-- Selected text --
MANAGEMENT AT TG4 has defended a series of programmes about women in the Republican movement, in response to criticism by a member of the station’s board.
Concubhar Ó Liatháin accused the programme makers of Mná an IRAof bias and described the first programme, on Dr Rose Dugdale, as "slipshod" and "one-sided". The programme was broadcast last Thursday.
The six-part series has been made for TG4 by independent production company Loopline Films.
Mr Ó Liatháin said the use of the term “Óglaigh na hÉireann” at the start of the programme to describe the IRA was a loaded one which suggested some equivalence between it and the Army of the Irish State.
He confirmed he had sent an email on Friday to both the director general of TG4, Pól Ó Gallchóir, and the chairman of the TG4 board Peter Quinn, the former GAA president, urging them to review the five other programmes in the series.
He maintained as a board member it would be too late to bring it up at the next scheduled meeting in February as the series would be over by then.
Mr Ó Liatháin, a former editor of the now defunct Lá Nuanewspaper, said the programme "went against everything I know to be holy writ about making programmes as in there is another side to the story".
He said no attempt was made to interview the victims of Dugdale’s actions and her views as an unrepentant Republican were not challenged.

-- Work to complete --
Carry on the news report about the board member's criticism of TG4's series Mná an IRA, starting after its final sentence.

-- Data supplied --
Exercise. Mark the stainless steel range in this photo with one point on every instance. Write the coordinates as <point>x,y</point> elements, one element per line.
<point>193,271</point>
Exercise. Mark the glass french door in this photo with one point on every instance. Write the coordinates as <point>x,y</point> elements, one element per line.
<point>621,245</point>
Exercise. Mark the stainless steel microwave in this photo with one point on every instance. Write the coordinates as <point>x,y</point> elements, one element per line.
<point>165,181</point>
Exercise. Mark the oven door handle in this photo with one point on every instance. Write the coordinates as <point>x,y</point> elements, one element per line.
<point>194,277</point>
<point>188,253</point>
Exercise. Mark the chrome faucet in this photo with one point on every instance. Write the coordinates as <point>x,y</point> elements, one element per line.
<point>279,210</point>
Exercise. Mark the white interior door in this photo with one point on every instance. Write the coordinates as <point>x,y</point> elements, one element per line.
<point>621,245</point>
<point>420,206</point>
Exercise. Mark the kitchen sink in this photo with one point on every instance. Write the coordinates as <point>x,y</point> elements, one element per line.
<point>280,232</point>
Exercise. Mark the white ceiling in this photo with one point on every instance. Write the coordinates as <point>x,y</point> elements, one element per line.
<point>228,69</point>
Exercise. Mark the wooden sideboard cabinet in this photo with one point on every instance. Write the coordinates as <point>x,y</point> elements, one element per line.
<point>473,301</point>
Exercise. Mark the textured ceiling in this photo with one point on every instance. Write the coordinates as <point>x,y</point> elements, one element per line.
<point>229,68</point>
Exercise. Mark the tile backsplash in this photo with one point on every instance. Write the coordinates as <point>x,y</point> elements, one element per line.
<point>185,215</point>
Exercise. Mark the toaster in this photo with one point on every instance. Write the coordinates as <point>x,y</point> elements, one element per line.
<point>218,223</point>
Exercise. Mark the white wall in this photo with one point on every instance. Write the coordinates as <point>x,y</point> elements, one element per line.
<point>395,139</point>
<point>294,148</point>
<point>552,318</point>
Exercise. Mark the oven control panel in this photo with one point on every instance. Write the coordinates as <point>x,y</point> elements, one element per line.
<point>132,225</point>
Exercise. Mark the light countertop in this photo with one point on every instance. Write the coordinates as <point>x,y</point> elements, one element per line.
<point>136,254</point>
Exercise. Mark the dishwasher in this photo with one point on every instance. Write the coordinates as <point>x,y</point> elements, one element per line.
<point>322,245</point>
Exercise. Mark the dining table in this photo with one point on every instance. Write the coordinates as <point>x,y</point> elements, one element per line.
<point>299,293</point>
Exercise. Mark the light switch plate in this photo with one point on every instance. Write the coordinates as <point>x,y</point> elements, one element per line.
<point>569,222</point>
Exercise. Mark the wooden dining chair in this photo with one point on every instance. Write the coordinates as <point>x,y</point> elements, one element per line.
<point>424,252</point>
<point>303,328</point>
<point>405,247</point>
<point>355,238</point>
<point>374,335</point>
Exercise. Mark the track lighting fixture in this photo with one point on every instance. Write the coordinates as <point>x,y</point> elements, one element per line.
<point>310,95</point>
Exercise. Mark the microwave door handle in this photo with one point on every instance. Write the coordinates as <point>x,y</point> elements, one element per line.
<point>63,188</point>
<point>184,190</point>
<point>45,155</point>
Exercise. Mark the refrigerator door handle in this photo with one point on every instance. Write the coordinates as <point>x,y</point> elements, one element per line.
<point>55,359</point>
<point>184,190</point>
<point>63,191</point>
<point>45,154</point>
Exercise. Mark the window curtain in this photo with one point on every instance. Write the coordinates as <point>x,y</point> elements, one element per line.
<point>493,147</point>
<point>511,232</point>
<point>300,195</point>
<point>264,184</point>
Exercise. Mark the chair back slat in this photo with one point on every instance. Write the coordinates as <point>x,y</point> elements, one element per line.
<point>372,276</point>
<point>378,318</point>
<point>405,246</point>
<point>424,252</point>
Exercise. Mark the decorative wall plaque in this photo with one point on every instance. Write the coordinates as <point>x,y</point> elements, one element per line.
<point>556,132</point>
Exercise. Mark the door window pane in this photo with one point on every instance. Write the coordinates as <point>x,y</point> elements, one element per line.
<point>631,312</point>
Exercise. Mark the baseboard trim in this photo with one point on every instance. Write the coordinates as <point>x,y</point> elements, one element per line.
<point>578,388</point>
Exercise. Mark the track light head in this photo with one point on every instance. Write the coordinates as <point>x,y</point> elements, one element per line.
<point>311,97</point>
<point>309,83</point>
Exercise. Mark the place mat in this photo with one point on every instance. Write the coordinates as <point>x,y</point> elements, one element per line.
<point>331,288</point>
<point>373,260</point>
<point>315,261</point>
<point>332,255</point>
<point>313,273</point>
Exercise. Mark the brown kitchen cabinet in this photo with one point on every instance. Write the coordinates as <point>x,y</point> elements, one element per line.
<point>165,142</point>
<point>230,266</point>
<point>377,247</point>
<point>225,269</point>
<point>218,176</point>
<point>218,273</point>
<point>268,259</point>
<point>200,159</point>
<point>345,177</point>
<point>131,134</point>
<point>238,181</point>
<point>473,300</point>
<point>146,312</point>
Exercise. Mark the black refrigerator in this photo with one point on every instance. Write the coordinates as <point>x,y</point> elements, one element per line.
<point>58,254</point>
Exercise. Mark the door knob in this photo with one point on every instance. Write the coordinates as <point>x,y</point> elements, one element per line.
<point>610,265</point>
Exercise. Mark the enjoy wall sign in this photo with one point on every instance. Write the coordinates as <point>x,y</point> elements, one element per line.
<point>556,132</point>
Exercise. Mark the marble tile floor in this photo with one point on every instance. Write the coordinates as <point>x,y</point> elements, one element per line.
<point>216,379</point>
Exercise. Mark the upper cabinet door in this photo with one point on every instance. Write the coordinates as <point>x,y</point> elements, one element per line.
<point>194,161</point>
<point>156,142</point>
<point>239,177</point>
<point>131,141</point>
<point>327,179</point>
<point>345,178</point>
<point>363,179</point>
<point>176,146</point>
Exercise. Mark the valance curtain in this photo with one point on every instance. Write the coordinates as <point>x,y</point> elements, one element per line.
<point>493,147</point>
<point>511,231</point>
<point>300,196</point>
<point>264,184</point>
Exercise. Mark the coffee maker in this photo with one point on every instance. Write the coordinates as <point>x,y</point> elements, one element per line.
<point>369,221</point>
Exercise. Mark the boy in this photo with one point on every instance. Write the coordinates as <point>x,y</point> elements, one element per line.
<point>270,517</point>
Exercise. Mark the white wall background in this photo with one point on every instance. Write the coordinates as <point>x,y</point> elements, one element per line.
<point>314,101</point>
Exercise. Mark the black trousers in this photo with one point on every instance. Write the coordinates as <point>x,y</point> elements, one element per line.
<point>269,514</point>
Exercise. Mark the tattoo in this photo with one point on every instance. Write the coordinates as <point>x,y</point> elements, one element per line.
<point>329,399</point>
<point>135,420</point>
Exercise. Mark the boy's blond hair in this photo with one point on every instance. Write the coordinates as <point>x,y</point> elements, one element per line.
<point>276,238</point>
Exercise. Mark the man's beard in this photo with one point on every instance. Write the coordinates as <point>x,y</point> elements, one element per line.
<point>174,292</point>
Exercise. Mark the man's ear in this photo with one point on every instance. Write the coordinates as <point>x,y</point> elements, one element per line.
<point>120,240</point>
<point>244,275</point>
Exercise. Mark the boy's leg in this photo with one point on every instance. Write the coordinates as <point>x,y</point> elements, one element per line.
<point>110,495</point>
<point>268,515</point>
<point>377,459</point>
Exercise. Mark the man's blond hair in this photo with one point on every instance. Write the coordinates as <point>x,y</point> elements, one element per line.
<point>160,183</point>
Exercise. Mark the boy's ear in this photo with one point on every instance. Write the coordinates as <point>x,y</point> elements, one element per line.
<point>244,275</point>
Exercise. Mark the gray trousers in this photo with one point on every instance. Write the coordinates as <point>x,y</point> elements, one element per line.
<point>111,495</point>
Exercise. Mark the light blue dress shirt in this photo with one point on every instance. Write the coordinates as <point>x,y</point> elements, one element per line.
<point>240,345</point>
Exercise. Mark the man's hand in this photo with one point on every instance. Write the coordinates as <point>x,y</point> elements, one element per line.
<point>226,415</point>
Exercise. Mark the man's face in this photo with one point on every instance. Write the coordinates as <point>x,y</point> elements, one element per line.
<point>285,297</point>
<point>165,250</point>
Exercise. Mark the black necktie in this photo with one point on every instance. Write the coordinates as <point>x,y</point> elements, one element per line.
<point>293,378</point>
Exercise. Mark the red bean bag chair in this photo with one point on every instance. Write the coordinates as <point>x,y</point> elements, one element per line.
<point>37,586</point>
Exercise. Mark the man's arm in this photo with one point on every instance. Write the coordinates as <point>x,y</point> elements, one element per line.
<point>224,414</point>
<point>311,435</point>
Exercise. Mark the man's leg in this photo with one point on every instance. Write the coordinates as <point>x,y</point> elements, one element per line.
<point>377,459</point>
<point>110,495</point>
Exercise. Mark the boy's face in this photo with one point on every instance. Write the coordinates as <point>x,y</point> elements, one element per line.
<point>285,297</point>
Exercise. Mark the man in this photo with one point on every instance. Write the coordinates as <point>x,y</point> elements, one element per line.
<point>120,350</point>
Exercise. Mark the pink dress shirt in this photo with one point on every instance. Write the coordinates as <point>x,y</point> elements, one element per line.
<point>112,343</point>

--

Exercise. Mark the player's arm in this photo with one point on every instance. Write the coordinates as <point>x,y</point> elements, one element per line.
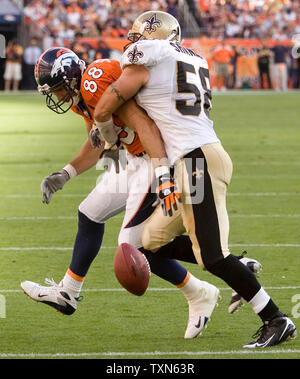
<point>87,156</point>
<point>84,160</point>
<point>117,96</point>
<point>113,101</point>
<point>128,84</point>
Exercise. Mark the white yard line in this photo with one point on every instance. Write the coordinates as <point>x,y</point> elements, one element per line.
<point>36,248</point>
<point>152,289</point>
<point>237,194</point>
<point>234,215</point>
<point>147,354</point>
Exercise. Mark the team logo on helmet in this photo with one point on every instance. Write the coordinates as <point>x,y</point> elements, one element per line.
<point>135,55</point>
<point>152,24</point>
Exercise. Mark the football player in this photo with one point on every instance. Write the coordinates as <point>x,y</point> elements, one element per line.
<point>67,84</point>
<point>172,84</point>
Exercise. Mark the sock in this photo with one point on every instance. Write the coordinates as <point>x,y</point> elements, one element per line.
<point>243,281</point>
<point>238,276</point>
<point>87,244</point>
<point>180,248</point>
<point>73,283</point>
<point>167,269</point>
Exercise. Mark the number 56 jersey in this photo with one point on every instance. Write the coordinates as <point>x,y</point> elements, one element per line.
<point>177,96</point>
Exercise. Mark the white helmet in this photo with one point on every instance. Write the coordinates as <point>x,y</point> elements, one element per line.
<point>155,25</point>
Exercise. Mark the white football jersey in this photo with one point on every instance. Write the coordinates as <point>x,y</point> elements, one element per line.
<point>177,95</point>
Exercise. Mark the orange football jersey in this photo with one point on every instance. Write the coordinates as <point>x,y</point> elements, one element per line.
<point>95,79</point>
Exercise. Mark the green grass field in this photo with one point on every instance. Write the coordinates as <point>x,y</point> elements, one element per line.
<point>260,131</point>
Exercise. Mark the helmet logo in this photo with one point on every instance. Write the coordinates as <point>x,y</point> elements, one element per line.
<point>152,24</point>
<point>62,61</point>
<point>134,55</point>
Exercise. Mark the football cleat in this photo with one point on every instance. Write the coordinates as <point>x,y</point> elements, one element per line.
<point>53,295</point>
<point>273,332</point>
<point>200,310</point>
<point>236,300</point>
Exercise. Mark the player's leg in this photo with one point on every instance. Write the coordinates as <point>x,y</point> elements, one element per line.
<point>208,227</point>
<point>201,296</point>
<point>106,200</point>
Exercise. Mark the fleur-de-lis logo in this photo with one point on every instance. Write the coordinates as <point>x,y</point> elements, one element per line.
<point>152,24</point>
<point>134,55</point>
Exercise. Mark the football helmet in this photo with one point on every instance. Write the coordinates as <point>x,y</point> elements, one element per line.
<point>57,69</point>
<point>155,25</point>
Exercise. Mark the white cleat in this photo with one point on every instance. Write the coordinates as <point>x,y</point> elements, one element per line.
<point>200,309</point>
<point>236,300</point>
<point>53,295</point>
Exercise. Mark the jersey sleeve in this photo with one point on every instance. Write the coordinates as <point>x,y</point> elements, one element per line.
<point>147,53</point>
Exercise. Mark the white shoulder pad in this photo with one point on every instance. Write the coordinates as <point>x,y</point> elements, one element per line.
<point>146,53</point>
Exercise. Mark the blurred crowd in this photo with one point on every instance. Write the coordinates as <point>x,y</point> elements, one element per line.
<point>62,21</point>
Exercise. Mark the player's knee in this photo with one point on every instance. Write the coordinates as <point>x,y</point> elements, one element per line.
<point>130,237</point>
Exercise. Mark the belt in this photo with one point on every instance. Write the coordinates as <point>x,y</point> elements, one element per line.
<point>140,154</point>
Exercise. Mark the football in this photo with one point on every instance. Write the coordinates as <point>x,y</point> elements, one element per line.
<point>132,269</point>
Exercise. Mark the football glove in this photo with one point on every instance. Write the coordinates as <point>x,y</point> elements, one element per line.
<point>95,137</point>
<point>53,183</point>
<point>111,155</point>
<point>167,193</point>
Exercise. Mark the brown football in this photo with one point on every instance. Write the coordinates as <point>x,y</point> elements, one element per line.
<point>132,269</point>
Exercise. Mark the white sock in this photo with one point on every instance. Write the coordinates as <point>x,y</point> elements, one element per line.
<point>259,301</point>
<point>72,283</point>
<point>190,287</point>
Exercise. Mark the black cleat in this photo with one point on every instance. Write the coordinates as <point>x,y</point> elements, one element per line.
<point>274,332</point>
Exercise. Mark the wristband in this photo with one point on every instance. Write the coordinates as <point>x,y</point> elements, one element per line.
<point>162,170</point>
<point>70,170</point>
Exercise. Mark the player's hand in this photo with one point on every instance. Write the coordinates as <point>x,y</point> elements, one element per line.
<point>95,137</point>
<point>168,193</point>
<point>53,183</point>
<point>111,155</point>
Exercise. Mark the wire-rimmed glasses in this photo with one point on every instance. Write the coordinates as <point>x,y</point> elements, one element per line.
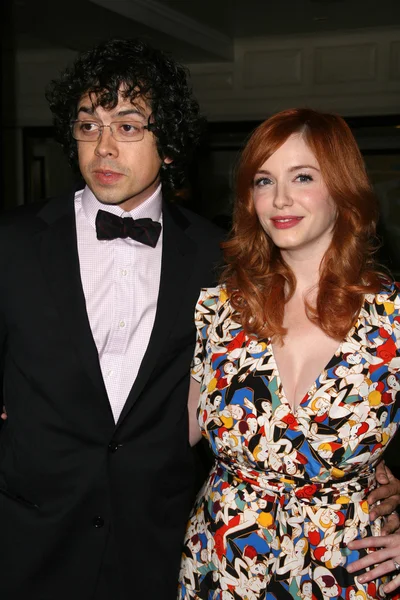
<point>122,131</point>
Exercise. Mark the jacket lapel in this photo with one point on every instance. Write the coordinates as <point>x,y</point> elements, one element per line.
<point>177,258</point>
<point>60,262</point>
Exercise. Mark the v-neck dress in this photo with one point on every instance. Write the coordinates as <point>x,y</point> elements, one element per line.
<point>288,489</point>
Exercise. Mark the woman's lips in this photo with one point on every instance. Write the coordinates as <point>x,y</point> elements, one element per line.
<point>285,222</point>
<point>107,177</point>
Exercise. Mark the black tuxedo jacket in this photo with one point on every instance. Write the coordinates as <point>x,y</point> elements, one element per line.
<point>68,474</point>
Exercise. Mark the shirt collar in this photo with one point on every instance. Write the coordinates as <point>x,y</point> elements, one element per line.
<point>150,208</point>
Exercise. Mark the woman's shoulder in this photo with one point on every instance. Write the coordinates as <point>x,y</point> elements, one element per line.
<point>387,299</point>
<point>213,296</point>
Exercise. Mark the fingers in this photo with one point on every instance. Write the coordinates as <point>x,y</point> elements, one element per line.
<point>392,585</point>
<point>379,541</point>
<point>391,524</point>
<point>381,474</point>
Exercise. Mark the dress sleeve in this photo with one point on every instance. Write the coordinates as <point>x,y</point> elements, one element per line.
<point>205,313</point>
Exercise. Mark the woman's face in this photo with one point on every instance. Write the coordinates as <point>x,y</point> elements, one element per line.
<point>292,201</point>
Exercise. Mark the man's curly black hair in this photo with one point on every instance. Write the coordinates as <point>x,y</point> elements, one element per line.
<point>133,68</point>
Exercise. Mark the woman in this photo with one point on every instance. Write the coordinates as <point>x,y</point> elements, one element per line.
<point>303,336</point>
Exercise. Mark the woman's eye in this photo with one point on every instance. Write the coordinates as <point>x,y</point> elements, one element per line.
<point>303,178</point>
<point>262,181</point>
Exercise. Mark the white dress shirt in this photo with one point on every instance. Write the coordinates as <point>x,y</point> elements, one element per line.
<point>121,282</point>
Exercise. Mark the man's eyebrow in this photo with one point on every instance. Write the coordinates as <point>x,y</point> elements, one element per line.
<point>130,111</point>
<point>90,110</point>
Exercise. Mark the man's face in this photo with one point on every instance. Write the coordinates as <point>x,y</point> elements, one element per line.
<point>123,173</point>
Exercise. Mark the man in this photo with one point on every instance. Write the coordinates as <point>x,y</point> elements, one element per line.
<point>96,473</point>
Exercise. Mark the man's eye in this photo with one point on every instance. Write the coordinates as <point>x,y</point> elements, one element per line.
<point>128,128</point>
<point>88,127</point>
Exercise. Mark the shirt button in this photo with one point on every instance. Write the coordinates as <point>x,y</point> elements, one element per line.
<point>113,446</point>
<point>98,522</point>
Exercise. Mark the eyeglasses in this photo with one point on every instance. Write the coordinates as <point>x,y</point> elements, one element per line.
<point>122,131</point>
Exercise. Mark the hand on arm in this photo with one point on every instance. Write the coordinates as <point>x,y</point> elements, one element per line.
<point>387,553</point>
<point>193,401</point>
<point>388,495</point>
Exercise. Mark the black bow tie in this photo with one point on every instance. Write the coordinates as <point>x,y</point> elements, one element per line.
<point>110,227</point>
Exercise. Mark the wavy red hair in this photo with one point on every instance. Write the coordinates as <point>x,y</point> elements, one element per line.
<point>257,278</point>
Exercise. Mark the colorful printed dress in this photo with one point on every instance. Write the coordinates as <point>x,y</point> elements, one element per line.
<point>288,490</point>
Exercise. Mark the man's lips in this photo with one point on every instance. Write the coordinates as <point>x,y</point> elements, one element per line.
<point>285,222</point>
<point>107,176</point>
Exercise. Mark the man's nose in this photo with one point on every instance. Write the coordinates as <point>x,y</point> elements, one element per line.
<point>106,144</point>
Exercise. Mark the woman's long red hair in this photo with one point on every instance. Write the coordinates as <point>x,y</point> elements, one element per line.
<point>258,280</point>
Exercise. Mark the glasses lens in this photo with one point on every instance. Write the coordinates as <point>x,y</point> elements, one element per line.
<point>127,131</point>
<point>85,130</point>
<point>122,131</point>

-- Reply to the exercise --
However, TG4 deputy director general Pádhraic Ó Ciardha said the station was standing by both the Dr Rose Dugdale programme and the rest of the Mná an IRAprogrammes.
He confirmed they had received letters from Mr Ó Liatháin, and said these would be responded to.
He said the board was the proper forum for board members to bring up issues of importance.
“We don’t make any comment on internal discussions,” he said.
The programme detailed Dr Dugdale’s unusual life from her time as the daughter of English aristocrats who became involved in the student movements of the 1960s and then her involvement with the IRA.
She spoke freely about her attempts to bomb Strabane RUC station from the air using milk churns packed with explosives and also the raid on Russborough House in 1974, in which priceless works of art were stolen and the owner Sir Alfred Beit was badly beaten up.
Mr Ó Liatháin said two of the four contributors to the programme, Séanna Breathnach, the former officer commanding of the IRA in the H-Blocks, and Ite Ní Chionnaith, a former member of the Irish Republican Socialist Party, the political wing of the INLA, were supporters of the Republican cause and there was no attempt to provide balance from those who opposed the armed struggle.
The programme also featured contributions from former Limerick Labour Party councillor Frank Prendergast and academic and human rights lawyer Fionnuala Ní Aoláin who spoke about the effects of violence on those who perpetrate it.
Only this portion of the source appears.